WRITTEN EXERCISE 1 -> Pull out every line of the entries that contains the string "open", matching case exactly.

DOCUMENT ->
>> BEGIN

Dan do you want to split the load?

@jayunit100
Copy link
Member

cc @knabben

@danwinship
Copy link
Contributor Author

is not only session affinity, is everything

it's not everything...

hmm, it seem I was wrong about that.
The rules are there but the service is not jumping to them

Yes, because it writes out the chains before it figures out whether it's going to need to use the terminating endpoints. I have a fix for that coming later.

+                       if ep.IsReady() {
+                               epReady++

That's still not right, because it's not taking ProxyTerminatingEndpoints into account.

In fact, endpoints.go can't figure out on its own which endpoints are actually being used, because it doesn't know whether the service is externalTrafficPolicy: Local or not...

Dan do you want to split the load?

I'm in the middle of refactoring the iptables syncProxyRules to fix internalTrafficPolicy (#100313). I need to think about how to rearrange stuff to get some of the fixes in without refactoring first so it will be backportable.

@danwinship
Copy link
Contributor Author

/hold
may not make sense to merge this if other closely-related fixes are coming imminently...

@k8s-ci-robot k8s-ci-robot added the do-not-merge/hold Indicates that a PR should not merge because someone has issued a /hold command. label Nov 1, 2021
@danwinship
Copy link
Contributor Author

danwinship commented Nov 1, 2021

In fact, endpoints.go can't figure out on its own which endpoints are actually being used, because it doesn't know whether the service is externalTrafficPolicy: Local or not...

>> END

DATA PROVIDED ->
>> BEGIN

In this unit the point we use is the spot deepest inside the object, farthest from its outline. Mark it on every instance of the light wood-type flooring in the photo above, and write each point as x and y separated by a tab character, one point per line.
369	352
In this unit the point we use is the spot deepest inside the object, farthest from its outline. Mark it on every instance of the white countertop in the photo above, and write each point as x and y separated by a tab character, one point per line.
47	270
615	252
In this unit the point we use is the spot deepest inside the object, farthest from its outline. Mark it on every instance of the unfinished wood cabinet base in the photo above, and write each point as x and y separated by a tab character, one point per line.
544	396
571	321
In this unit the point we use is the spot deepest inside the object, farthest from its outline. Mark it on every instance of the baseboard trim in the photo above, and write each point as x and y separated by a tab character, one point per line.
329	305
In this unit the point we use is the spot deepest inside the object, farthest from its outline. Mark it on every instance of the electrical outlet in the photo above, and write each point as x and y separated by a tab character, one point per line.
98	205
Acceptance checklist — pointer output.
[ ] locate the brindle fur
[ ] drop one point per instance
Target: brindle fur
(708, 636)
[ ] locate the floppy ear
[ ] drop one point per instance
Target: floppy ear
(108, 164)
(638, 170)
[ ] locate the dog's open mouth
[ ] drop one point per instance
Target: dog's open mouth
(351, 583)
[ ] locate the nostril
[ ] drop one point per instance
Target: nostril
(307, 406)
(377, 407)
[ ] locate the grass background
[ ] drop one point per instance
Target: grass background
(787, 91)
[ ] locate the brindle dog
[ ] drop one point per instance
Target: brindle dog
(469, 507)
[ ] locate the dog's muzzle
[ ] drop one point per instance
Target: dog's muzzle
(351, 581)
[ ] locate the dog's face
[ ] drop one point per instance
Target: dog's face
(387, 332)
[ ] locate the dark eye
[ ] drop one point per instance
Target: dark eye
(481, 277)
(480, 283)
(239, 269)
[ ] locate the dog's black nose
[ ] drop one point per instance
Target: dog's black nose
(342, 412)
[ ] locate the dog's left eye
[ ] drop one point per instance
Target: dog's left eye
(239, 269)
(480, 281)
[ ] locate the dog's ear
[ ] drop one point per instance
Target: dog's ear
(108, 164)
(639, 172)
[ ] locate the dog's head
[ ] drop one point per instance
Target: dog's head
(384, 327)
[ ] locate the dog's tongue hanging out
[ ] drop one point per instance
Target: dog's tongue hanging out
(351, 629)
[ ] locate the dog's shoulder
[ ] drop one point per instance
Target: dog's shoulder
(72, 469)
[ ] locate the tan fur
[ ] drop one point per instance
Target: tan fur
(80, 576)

>> END

WRITTEN EXERCISE 2 -> In the code review thread, what does endpoints.go not know about the service that keeps it from figuring out which endpoints are actually being used?

WRITTEN REPLY 1 ->
[ ] locate the dog's open mouth
Target: dog's open mouth

WRITTEN REPLY 2 -> It doesn't know whether the service is externalTrafficPolicy: Local or not.